#### [GIVEN ENTRIES]

[start]

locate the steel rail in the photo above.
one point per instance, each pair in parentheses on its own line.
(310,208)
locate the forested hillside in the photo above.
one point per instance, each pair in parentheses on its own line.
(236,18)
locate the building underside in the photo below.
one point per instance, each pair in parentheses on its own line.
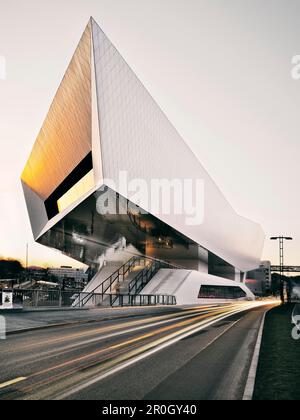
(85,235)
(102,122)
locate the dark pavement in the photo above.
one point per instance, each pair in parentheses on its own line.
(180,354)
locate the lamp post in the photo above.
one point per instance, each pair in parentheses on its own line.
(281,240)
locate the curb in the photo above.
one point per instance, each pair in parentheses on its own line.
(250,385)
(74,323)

[end]
[start]

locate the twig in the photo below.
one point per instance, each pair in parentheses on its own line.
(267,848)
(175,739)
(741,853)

[end]

#### [THE PROBLEM]
Pick out every line in the entries above that contains the word "photo".

#### [EXERCISE RESPONSE]
locate the steel rail in the photo above.
locate the forested hillside in the photo above.
locate the building underside in the photo below.
locate the dark pavement in the photo above.
locate the lamp post in the photo above.
locate the curb in the photo above.
locate the twig in the photo below.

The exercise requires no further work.